EXERCISE: Continue the news report on President Obama's address to the Human Rights Campaign, starting after its final sentence.

Obama gave particular emphasis during his address to the end of “Don’t Ask, Don’t Tell,” which was lifted from the books on Sept. 20 as the result of repeal legislation he signed in December.
“Many questioned whether we’d succeed in repealing ‘Don’t Ask, Don’t Tell,’ and, yes, it took two years to get the repeal through Congress.,” Obama said. “We had to hold a coalition together. We had to keep up the pressure. We took some flak along the way. But with the help of HRC, we got it done. And ‘Don’t Ask, Don’t Tell’ is history.”
Obama continued, “All around the world, you’ve got gays and lesbians who are serving, and the only difference is now they can put up a family photo. No one has to live a lie to serve the country they love.”
The audience warmly greeted Obama with cheers and applause. Attendees gave the president a standing ovation at least three times, including during his mention of bringing “Don’t Ask, Don’t Tell” to an end.
At one point, an audience member shouted to Obama, “Fired up!” The president immediately replied, “I’m fired up, too,” and continued his address.
Joe Solmonese, president of the Human Rights Campaign, had particular praise for Obama while introducing the president and said his organization has accomplished “more in the last two years” than the previous seven.
“We must stand with those who have a history of standing with us and that includes Barack Obama,” Solmonese said. “No president has done more to improve the lives of LGBT people than Barack Obama.”
Some advocates were hoping that Obama would take the opportunity of speaking before an LGBT audience to endorse marriage equality.
Since last year, Obama has suggested he evolve to support same-sex marriage, although he hasn’t yet endorsed marriage rights for gay couples. The president offered no such support during his address.
John Aravosis, the gay editor of AMERICAblog, said Obama gave “the speech we expected, not the speech we deserved.”
“It was a safe speech, an election speech really,” Aravosis said. “He rightfully listed a number of excellent accomplishments, with the ‘Don’t Ask, Don’t Tell’ repeal at the lead. But his term isn’t over, so what’s next? Marriage? An executive order on ENDA? … The president gave a good speech, but it could have been great.”

SOURCE MATERIAL:
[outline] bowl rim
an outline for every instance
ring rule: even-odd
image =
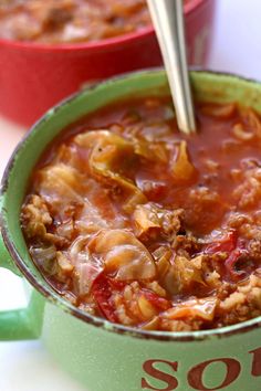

TASK ANSWER:
Obama also faced calls to publicly come out against anti-gay marriage initiatives that will be on the ballot next year in Minnesota and North Carolina. During his speech, the president didn’t explicitly mention these measures, but spoke out against efforts to enshrine discrimination in state laws and constitutions.
“There are those who don’t want to just stand in our way but want to turn the clock back; who want to return to the days when gay people couldn’t serve their country openly; who reject the progress that we’ve made; who, as we speak, are looking to enshrine discrimination into state laws and constitutions — efforts that we’ve got to work hard to oppose, because that’s not what America should be about,” Obama said.
Among the explicit plans of action that Obama stated during his speech were outstanding promises from his 2008 campaign that he pledged to accomplish, including legislative repeal of DOMA and passage of the Employment Non-Discrimination Act.
“I need your help to fight for equality, to pass a repeal of DOMA, to pass an inclusive employment non-discrimination bill so that being gay is never again a fireable offense in America,” Obama said.
Attendees at the HRC dinner hailed Obama and said the lack of announced support for marriage equality during his address isn’t as significant as other aspects of his speech or his accomplishments for LGBT people.
Gay D.C. Council member David Catania (I-At-Large) said Obama described LGBT issues during his address with an authenticity that “really is breathtaking.”
“He is singularly the most important president we’ve ever had when it comes to the advancement of rights for the LGBT community,” Catania said. “And his remarks here are so authentic. I believe who we saw is the real Barack Obama — someone who knows the importance of equality.”
On Obama’s lack of support for marriage equality, Catania said, “I hope that as we go forward, he find it in his next term in his capacity to openly support marriage equality — not just drop the defense of DOMA. But this is not the time to be diminishing his remarks. What he has done is nothing short of breathtaking.”
Mike Manning, a bisexual cast member of MTV’s “Real World D.C.” in 2009, said he heard exactly what he wanted to hear from Obama and had an exchange with the president after the speech.
“I don’t get star-struck with celebrities, but with Obama, of course, I did,” Manning said. “The only thing I could think to say to Obama was ‘Hey Obama, you’re awesome. He said, ‘Thank you. You’re awesome.’ So now I can die happy. The President of the United States said that I was awesome.”
On Obama’s position on marriage, Manning said, “I like the way that he’s letting the nation evolve with him on his views. My opinion is that Obama has always been supportive of same-sex marriage, but the fact that he is letting the nation evolve with him is very smart.”
Manning continued, “The way Obama handles things, he has a process for everything, and he’s very smart at planning things out. Like for his repeal of ‘Don’t Ask, Don’t Tell,’ he didn’t just sign an executive order, he actually took the time to get people on his side, and I think that’s what he’s doing right now with marriage equality.”
Bil Browning, the gay founder and editor-in-chief of the Bilerico Project, was less impressed with the president and wanted to hear more during his remarks.
“It effectively listed all of his accomplishments, but I found it a little lackluster and was hoping for less of a campaign speech and more for a celebration or an acknowledgment of how far he’d exactly come on our issues,” Browning said.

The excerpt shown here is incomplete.